▶ [TASK ITEM A]
Answer these questions from the post on code generation with LLMs:
(i) Which evaluation did AlphaCode establish as the main one for coding models?
(ii) What three things make up SWE-bench?
(iii) What do CodeAct agents write as actions instead of natural language plans?
▶ [TASK ITEM B]
Pick up the post on code generation with LLMs after its last sentence and keep writing it.

▶ [PASSAGE FOR REVIEW]
Code generation via LLM
From Text Completion to Agentic Software Engineering
This post summarizes the evolution of coding language models — not only how models improved, but how systems around the models now dominate performance.
The key shift over the last three years:
Code generation is no longer a single inference problem.
It is a closed‑loop decision process over execution feedback.
We can understand modern coding LLMs through two layers:
- Model layer — foundation models trained on code
- Agent layer — execution, verification, and repair loops
1. The Model Layer: Foundation Coding LLMs
These models learn syntax, APIs, and patterns from large‑scale repositories.
AlphaCode (DeepMind, 2022)
Introduced the "generate many → filter" paradigm for solving programming problems.
Key idea:
Correctness emerges from search over many candidates.
Instead of predicting one solution, sample thousands and rank by tests.
Impact: established pass@k as the main evaluation for coding models.
Paper: https://arxiv.org/abs/2203.07814
Code Llama (Meta, 2023)
A code‑specialized version of Llama trained on large code corpora.
Capabilities:
- code completion
- infilling
- instruction following
Shifted open models from general text → usable coding assistants.
Paper: https://arxiv.org/abs/2308.12950
DeepSeek‑Coder (2024) / DeepSeek‑Coder‑V2 (2024)
Large‑scale training focused on real repository distribution.
Key improvements:
- long context
- multi‑language support
- stronger reasoning in code tasks
Paper: https://arxiv.org/abs/2401.14196
2. Benchmarks Changed the Goal
HumanEval / MBPP
Short function synthesis tasks.
Good for syntax — weak for real development.
SWE‑bench (2024)
Real GitHub issues + repository context + tests.
Now success requires:
- navigation
- understanding
- editing multiple files
- debugging
Paper: https://arxiv.org/abs/2310.06770
This changed the definition of coding intelligence:
From writing code → fixing software
3. The Agent Layer: Where Performance Actually Comes From
Modern coding systems operate in a loop:
plan → edit → run → observe → repair
Most performance gains now come from improving this loop rather than scaling the base model.
4. Inference‑Time Agentic Improvements (No Training)
AlphaCodium — test‑driven generation
Generate → execute tests → repair → iterate
Turns coding into a verification search problem.
Paper: https://arxiv.org/abs/2401.08500
CodeAct — executable actions
Agents write executable Python blocks as actions instead of natural language plans.
This reduces ambiguity and stabilizes tool usage.

Text-to-region grounding data:
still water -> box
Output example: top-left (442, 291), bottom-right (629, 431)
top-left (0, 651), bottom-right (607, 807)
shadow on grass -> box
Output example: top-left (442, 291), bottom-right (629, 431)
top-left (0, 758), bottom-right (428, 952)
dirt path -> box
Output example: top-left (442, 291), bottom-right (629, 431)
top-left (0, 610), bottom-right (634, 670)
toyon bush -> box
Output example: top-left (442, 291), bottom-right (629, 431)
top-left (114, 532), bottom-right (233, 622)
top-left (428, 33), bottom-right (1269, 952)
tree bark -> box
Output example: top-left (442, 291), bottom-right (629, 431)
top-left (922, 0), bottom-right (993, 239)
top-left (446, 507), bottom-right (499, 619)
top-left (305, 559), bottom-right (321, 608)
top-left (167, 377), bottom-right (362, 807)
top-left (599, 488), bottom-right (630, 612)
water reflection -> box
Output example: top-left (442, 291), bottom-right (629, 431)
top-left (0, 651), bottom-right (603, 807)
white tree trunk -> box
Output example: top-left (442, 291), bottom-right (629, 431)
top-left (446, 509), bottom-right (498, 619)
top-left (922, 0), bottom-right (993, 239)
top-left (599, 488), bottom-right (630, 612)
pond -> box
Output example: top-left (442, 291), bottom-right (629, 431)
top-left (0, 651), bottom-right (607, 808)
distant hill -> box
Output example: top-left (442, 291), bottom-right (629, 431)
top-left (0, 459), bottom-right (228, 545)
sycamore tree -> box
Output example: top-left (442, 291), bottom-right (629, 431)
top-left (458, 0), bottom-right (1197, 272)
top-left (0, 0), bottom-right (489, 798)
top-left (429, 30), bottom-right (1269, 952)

▶ [FINAL ANSWER A]
(i) pass@k
(ii) Real GitHub issues, repository context, and tests.
(iii) Executable Python blocks.

▶ [FINAL ANSWER B]
Paper: https://arxiv.org/abs/2402.01030
SWE‑agent — interface matters
Shows agent performance depends heavily on the computer interface:
- file operations
- command execution
- feedback formatting
Paper: https://arxiv.org/abs/2405.15793
Reflexion / Self‑Refine — learning from failures
Store feedback and revise next attempts.
Papers:
ChatDev — multi‑agent development
Simulates a software team (planner, coder, tester).
Paper: https://arxiv.org/abs/2307.07924
5. Training‑Time Agentic Improvement
Instead of only using tests at inference, newer work trains models using execution signals.
RL with verifiable rewards (RLVR)
Run code → reward correctness → optimize policy
Example direction: CodeRL+
Paper: https://arxiv.org/abs/2510.18471
Key idea:
Optimize probability that search finds a correct program
This aligns training with pass@k success.
6. A Unifying Taxonomy
Inference‑time improvement
- sampling + reranking
- execution feedback
- reflection
- tool‑grounded actions
Training‑time improvement
- supervised traces
- preference optimization
- reinforcement learning with tests
7. What Actually Improved Coding LLMs
Not just bigger models — but feedback loops.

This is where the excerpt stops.